## [Description of the task]
According to the essay on catching bees with honey, how long was the author's father in a nursing home?

Catch a Bee With Honey

By Larry Teren

bee
A famous television actress wrote in her autobiography that she learned the best way to get what she wanted was to lean in on someone, talk in a calm voice and act vulnerable. She then proceeded to give a sketchy example of one time when it worked to her benefit.

She did say that until she got that advice, she would usually come on like a female bull (if that was possible) in a china shop. Sometimes it would work out but she would be in such an aggravated condition she would not enjoy her victory. I’d be the first person to admit that I have too often used the “take no prisoners” method to get the outcome I hoped for.

Dad used to preach to us that you could catch more bees with honey. My siblings and I used to scratch our heads on that because we thought a bee gave away honey, that it didn’t take any. What Dad was trying to tell us was to think like the opposition to take away their advantage. What were their options in getting the result they were expecting? More often in confrontation the opposition expected their opponent to be belligerent and/or condescending while making ‘no can do’ demands. Dad was telling us to disarm them with charm.

Dad was a pro at being nice to people when he was looking for retribution or conflict resolution. He also was the only guy I knew who could use a toilet seat for three days and return it because it just didn’t fit right and not because it was damaged and get his money back.

Toward the end of Dad’s six year, nine month stay at a nursing home, his doctor came to do an ominous examination. The doctor started to speak mumbo jumbo about Dad’s condition, being very vague about saying anything positive. I jumped all over the doctor like a reporter at a press conference looking for direct answers instead of the runaround. I got a little nasty and jumped on one of the doctor’s explanations. Dad interjected and looked at me and said, “quiet!”. He then turned to the doctor and said, “let him talk.” It was one of the last times Dad tried to use the good cop approach hoping to hear something pleasant in return from the doctor. It wasn’t to be.
softball

The first time I tried Dad’s approach was during a lunch break in my senior year of high school, I shattered a second floor school building window by hitting a 16 inch softball through it. It wasn’t done on purpose nor was I supposed to be hitting a large ball in that direction either. As soon as it happened, my playmates congratulated me on the spectacular shot and at the same time told me it was nice knowing me.

I did that slow dead man walking bit to the indoor side of the crime scene where the assistant principal was waiting for anyone to who felt like joining him in looking at the broken shards. I ‘fessed up and very contritely apologized and asked how much it cost to replace the window and that I would bring the money the next day. He took one look at me and said, “first, that was some shot. Second, forget about it. Our insurance will cover it.”

You can be sure that if I had taken a defiant tone glibly stating that accidents happen without offering to pay, he would have devised some type of appropriate punishment. You can also be sure that it was the last time I played softball in the back of the school during lunch.

## [Extracted data]

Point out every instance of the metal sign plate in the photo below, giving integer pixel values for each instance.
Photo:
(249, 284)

---

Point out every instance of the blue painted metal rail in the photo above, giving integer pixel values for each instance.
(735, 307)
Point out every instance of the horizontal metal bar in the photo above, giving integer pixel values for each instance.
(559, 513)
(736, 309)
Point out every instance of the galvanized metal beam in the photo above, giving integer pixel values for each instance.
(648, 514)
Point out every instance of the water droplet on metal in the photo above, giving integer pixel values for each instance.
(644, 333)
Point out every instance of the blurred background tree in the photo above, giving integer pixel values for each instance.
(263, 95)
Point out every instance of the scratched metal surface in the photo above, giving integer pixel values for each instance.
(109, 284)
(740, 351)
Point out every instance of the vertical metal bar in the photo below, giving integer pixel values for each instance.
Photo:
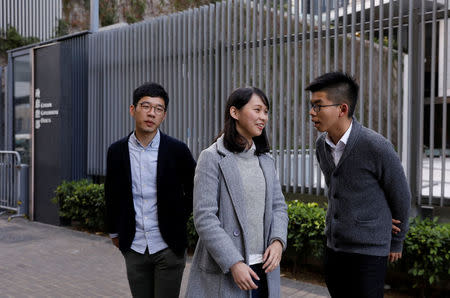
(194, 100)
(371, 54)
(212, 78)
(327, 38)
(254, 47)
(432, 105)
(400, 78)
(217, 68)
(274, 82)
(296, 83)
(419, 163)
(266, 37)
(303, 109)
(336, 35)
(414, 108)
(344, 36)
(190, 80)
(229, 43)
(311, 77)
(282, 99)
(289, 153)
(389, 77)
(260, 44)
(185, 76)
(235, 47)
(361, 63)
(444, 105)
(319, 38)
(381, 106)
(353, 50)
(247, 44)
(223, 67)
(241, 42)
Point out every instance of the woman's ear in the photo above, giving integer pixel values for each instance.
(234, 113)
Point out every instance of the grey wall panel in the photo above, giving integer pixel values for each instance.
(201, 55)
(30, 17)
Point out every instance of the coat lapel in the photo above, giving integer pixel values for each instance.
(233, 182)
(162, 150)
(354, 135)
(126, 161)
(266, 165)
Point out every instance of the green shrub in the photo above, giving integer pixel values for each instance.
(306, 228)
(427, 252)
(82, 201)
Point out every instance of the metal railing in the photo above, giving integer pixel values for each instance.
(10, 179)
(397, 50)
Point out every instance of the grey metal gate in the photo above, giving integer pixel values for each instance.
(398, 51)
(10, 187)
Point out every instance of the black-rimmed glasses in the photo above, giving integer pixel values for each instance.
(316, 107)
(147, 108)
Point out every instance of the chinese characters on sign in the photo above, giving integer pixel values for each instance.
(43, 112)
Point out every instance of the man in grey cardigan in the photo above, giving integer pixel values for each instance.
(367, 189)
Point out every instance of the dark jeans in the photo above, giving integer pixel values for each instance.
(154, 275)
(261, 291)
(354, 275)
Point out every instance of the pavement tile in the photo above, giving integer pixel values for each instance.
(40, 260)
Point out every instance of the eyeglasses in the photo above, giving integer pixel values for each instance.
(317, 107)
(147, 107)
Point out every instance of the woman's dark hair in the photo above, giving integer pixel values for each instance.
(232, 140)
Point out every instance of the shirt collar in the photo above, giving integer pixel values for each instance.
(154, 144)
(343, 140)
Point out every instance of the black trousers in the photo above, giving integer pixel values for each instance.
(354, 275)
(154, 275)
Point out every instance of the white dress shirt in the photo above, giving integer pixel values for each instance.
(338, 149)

--

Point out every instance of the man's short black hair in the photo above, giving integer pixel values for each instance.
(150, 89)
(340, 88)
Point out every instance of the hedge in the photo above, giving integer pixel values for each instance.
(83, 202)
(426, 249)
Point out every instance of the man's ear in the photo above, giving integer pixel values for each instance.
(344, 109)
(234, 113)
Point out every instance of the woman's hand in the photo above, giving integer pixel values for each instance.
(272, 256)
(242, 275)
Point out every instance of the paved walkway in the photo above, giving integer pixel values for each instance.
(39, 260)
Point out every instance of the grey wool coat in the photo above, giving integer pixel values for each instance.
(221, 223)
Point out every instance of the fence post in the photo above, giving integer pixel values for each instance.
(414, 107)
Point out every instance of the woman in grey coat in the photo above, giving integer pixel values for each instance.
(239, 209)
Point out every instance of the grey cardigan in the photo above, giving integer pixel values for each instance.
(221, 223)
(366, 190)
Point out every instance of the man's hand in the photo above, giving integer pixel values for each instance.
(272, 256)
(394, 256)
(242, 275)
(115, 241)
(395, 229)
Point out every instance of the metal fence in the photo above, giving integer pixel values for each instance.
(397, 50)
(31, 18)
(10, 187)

## [Complete answer]
Six years and nine months.